-- Begin Provided data --
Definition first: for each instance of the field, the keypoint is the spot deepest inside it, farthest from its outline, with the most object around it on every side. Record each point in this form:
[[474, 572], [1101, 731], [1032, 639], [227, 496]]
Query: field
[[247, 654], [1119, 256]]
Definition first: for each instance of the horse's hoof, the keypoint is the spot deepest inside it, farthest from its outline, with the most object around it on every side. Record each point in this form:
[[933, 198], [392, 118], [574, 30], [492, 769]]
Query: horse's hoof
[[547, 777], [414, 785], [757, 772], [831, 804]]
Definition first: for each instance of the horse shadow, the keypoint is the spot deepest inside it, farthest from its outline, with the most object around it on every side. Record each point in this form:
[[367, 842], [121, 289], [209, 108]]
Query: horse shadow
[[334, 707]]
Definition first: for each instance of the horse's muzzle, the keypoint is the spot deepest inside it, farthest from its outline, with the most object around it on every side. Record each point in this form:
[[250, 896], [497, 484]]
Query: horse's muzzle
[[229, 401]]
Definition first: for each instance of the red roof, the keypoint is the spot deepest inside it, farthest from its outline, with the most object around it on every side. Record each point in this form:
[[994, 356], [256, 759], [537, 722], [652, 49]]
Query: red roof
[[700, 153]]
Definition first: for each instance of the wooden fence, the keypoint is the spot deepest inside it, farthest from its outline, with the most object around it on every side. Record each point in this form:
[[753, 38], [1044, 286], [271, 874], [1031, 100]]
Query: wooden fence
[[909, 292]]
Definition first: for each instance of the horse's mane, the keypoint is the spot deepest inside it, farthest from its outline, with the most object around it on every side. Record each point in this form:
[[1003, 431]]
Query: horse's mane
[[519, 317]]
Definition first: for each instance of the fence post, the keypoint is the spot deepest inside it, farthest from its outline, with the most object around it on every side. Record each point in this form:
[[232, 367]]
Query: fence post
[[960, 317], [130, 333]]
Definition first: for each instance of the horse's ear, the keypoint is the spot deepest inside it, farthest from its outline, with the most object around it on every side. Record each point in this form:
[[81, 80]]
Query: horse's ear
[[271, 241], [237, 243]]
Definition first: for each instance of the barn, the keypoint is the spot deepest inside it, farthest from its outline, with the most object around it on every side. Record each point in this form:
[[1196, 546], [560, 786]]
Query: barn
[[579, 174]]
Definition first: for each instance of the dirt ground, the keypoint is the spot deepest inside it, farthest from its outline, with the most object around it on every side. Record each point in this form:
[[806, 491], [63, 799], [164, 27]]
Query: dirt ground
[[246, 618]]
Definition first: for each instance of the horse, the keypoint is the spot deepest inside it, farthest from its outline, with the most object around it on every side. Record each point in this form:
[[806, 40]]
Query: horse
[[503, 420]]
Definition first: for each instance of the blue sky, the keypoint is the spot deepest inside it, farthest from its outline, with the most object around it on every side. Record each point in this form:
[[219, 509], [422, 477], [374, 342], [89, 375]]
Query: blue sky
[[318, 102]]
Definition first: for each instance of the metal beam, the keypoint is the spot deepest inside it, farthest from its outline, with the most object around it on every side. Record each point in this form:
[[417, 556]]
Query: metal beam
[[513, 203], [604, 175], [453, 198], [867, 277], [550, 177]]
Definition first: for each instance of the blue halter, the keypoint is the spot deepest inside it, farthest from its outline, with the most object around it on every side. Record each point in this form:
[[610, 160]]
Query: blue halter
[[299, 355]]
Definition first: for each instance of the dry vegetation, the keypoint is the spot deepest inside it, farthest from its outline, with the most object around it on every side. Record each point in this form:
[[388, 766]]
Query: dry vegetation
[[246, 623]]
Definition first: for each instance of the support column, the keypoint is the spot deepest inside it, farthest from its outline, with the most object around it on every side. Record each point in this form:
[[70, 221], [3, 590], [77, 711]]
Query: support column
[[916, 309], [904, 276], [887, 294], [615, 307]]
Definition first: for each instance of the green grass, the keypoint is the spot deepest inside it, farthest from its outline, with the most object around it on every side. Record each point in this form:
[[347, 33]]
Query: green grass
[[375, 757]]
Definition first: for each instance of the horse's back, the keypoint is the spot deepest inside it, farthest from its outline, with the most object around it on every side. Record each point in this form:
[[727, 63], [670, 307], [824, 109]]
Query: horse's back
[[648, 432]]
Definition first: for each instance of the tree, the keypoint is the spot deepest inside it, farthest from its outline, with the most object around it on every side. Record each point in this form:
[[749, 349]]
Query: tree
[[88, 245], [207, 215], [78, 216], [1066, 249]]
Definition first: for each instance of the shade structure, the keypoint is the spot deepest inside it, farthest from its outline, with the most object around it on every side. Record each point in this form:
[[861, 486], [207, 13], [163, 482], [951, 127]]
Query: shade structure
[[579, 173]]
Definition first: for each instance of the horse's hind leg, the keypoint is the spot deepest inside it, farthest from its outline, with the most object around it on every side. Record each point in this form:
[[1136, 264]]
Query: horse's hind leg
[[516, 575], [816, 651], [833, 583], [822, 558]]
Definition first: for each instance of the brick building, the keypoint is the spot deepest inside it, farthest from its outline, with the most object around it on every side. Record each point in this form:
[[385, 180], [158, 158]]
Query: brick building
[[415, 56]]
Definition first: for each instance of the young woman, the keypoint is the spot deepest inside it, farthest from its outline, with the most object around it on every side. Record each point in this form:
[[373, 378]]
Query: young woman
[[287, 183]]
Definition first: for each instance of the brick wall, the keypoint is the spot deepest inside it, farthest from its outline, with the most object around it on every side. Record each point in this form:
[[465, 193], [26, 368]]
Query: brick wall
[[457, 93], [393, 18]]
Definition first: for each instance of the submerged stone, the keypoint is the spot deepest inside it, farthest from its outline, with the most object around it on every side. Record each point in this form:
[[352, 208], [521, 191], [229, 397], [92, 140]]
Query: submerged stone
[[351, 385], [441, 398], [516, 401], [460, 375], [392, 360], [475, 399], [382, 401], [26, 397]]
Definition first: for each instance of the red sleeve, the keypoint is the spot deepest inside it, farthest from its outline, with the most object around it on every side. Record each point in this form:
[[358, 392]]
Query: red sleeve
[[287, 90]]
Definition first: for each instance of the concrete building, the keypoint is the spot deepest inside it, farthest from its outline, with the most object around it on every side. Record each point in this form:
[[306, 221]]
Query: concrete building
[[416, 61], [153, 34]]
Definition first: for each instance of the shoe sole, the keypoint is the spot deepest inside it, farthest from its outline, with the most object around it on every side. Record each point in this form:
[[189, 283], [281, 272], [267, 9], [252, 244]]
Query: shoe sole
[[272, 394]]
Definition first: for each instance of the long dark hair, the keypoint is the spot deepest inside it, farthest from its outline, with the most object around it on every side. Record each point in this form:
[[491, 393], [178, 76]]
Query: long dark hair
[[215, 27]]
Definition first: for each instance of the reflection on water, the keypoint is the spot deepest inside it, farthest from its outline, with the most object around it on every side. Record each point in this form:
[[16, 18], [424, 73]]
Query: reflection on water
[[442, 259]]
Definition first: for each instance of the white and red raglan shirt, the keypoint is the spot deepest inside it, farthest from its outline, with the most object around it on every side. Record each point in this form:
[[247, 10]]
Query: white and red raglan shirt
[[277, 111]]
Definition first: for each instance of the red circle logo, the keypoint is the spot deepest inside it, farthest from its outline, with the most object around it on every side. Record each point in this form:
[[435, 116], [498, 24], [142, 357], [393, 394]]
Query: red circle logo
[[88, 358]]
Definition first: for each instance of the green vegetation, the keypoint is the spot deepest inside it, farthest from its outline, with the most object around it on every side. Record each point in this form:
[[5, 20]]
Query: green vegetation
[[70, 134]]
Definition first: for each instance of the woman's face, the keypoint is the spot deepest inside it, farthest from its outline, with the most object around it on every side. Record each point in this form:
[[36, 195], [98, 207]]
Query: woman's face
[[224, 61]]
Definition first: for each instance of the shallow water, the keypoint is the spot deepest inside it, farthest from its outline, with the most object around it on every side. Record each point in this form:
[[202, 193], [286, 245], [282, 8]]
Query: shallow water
-- End Provided data --
* _Work to do_: Print the records verbatim, starting at the line that contains "Definition first: for each instance of the reflection" and ending with the last line of the records, both included.

* _Reply_:
Definition first: for each instance of the reflection on water, the keypoint is the spot deepest inside it, farthest from its outline, with the most object around it on every side. Record each point in this form:
[[16, 18], [424, 73]]
Query: reflection on water
[[442, 259]]
Definition first: for each instance of the white and red raglan shirt, the keypoint is the spot deepest inside it, farthest from its outline, with the most object around it on every side. Record each point in this form:
[[247, 10]]
Query: white and red raglan shirt
[[277, 111]]
Definition first: for each instance of the red circle logo, the keypoint is the spot deepest inside it, farthest from its outline, with the most object around it on every side. Record each point in this form:
[[435, 116], [498, 24], [142, 357], [393, 394]]
Query: red circle logo
[[88, 358]]
Definition first: for each instance of the green vegetation, the keypoint is the spot deepest inside it, farthest from its outline, with the most object around it on every side. Record each point in this form:
[[5, 20]]
Query: green vegetation
[[70, 134]]
Definition first: for each instance of the woman's face, the keypoint is the spot deepest inside it, farthest from its outline, with the most object around it on every side. Record each point in this form:
[[36, 195], [98, 207]]
Query: woman's face
[[224, 61]]
Definition first: for each instance of the shallow water, the keypoint is the spot deepest inside it, farthest from its outline, with the most object around it on every side. Record each point in this form:
[[202, 193], [286, 245], [282, 8]]
Query: shallow water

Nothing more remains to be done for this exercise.